Records for the exercise.

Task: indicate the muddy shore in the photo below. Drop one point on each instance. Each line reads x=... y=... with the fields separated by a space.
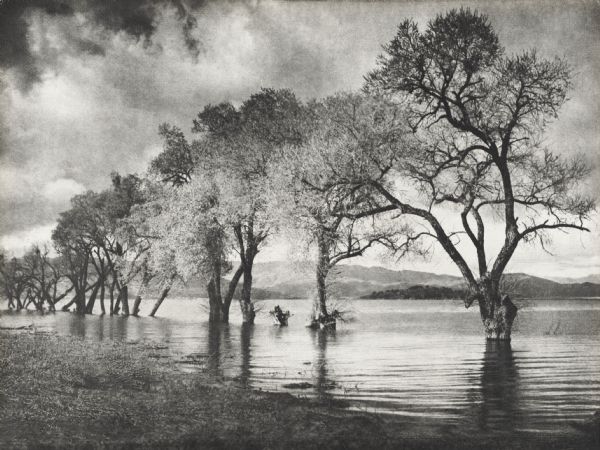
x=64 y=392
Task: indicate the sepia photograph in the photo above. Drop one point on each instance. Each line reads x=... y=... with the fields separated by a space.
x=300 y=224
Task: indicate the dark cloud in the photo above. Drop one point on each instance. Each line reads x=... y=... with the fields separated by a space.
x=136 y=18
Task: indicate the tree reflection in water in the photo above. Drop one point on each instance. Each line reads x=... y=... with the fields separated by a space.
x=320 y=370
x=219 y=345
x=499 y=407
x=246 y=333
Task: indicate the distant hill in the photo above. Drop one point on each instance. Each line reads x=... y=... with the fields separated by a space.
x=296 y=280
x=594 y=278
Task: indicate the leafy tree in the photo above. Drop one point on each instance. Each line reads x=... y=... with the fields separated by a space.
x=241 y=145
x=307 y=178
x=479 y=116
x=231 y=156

About this exercise. Exactly as they appear, write out the lines from the one containing "Task: indicate the distant" through the final line of the entries above, both included.

The completed task.
Task: indicate the distant hill in the photo above. Drop one point on each instance. Each line reads x=... y=... with the fields separated by a space.
x=296 y=280
x=594 y=278
Task: indicate the leafy tree in the photo above. Drop one point on each instance. Each line reads x=... y=... with the fields separated by a space.
x=241 y=145
x=307 y=178
x=479 y=116
x=231 y=156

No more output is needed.